• [CONSIGNE 1] Dans le récit de voyage, reproduisez le passage de "Je ne vais pas" à "blés et farines." en substituant "couchette" à "banquette".

----

Pour la fin du carême local, un jour férié était de mise. J’en ai donc profité pour m’éclipser de Panipat, et aller faire un peu de tourisme.
Je ne vais pas décrire ici le voyage en train pour rejoindre Amritsar, j’attends d’avoir un peu plus d’expérience dans les transports en communs indiens pour le faire. Il m’a néanmoins fallu 6h de voyage, assis sur une banquette plutôt inconfortable pour parcourir les 350 kilomètres qui séparent Panipat d’Amritsar. Le paysage laisse apparaître des champs de blés qui défilent tout le long du trajet. La moisson est très proche dans cette région de l’Inde. L’Haryana (là ou est Panipat), et le Punjab (là ou est Amritsar) qui sont deux des états du nord-ouest de l’Inde sont parmi les plus riches. Ils portent le nom de « grenier de l’Inde », et fournissent 80% du pays en blés et farines.
Si le Punjab est un nom qui semble familier à nos oreilles d’occidentaux c’est parce que ses habitants composent une diaspora dont les membres sont très présents au Royaume Uni, au Canada, et dans une moindre mesure, en France. Les Punjabis étant à grande majorité de confession Sikh, c’est pour cela qu’il est très courant de rencontrer des Indiens en turbans dans ces mêmes pays. Et preuve s’il il en faut que nos clichés sur l’Inde sont parfois faux: les Sikhs (et leur fameux turban) ne représente qu’une minorité de la population indienne (2%).

----

• [CONSIGNE 2] Affichez toutes les lignes qui contiennent la chaîne "bare".

----

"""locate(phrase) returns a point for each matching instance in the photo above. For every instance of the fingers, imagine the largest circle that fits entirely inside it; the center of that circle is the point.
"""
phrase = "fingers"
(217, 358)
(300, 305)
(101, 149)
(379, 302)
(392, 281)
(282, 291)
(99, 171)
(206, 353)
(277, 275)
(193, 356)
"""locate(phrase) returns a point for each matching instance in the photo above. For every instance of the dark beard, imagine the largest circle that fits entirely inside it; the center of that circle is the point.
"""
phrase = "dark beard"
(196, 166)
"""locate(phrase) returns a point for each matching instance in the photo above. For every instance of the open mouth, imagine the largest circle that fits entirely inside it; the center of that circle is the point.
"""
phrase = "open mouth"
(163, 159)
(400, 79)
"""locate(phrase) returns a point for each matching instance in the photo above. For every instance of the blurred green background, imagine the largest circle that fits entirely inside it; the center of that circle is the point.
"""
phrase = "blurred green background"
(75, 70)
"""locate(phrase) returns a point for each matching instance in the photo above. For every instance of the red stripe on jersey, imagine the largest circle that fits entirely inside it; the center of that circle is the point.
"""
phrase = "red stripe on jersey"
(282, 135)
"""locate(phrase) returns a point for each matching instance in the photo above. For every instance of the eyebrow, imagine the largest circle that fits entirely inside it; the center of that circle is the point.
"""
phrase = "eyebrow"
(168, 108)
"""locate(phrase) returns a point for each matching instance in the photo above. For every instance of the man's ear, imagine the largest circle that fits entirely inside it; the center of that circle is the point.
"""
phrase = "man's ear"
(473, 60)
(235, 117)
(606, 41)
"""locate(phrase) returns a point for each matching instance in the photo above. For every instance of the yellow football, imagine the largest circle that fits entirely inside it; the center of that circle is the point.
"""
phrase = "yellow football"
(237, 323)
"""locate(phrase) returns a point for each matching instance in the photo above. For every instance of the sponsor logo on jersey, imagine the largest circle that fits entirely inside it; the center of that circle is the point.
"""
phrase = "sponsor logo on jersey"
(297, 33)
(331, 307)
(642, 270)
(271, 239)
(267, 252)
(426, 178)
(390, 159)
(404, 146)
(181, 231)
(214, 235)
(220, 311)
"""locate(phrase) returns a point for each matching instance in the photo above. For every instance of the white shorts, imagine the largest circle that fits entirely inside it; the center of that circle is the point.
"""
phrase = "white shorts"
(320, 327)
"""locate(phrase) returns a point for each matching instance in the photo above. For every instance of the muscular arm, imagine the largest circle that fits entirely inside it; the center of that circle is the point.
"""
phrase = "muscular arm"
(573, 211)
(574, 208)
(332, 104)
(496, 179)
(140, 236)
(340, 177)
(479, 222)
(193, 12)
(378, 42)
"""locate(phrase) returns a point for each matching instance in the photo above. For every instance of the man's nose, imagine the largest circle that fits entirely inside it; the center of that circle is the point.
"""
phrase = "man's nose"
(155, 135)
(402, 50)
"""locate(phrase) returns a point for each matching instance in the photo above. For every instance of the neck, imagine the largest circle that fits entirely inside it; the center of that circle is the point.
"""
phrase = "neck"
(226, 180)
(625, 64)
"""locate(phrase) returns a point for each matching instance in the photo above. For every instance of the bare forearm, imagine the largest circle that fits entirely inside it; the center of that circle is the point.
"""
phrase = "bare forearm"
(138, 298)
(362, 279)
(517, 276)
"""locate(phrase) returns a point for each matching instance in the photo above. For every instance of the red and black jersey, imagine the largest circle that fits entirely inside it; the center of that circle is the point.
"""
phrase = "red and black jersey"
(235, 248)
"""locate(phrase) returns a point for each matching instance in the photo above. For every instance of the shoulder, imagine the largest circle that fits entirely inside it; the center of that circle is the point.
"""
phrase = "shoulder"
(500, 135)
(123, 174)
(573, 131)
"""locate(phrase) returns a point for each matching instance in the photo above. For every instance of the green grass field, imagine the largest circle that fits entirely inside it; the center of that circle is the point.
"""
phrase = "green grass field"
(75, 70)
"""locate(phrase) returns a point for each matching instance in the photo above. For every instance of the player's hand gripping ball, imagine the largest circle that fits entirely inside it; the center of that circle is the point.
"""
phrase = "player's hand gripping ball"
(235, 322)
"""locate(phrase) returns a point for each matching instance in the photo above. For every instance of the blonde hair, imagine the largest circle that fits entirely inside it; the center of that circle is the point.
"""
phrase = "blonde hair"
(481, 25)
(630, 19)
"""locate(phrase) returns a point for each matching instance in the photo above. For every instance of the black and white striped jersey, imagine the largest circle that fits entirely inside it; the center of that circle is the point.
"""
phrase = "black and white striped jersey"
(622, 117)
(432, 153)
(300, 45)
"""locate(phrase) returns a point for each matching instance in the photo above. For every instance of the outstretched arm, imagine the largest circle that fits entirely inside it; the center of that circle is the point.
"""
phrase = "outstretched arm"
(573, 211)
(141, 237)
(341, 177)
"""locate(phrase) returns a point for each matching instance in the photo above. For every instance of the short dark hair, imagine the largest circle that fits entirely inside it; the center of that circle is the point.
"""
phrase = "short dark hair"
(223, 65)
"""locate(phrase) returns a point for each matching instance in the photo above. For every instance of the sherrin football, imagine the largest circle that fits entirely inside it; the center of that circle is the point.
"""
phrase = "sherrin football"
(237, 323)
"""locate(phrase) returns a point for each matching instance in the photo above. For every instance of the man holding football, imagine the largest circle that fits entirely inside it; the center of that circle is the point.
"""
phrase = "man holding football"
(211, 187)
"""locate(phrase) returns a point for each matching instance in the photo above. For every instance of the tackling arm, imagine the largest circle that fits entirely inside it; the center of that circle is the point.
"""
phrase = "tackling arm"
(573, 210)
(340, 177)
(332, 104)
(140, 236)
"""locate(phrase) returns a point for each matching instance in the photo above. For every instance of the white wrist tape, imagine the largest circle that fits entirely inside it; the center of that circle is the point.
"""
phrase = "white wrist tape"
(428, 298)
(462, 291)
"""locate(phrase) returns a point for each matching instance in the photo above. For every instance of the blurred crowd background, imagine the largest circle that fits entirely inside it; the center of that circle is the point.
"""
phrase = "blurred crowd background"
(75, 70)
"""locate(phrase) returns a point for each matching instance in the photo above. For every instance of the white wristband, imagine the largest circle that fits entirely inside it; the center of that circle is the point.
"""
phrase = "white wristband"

----

• [RÉPONSE COMPLÈTE 1]
Je ne vais pas décrire ici le voyage en train pour rejoindre Amritsar, j’attends d’avoir un peu plus d’expérience dans les transports en communs indiens pour le faire. Il m’a néanmoins fallu 6h de voyage, assis sur une couchette plutôt inconfortable pour parcourir les 350 kilomètres qui séparent Panipat d’Amritsar. Le paysage laisse apparaître des champs de blés qui défilent tout le long du trajet. La moisson est très proche dans cette région de l’Inde. L’Haryana (là ou est Panipat), et le Punjab (là ou est Amritsar) qui sont deux des états du nord-ouest de l’Inde sont parmi les plus riches. Ils portent le nom de « grenier de l’Inde », et fournissent 80% du pays en blés et farines.

• [RÉPONSE COMPLÈTE 2]
"""locate(phrase) returns a point for each matching instance in the photo above. For every instance of the bare forearm, imagine the largest circle that fits entirely inside it; the center of that circle is the point.
phrase = "bare forearm"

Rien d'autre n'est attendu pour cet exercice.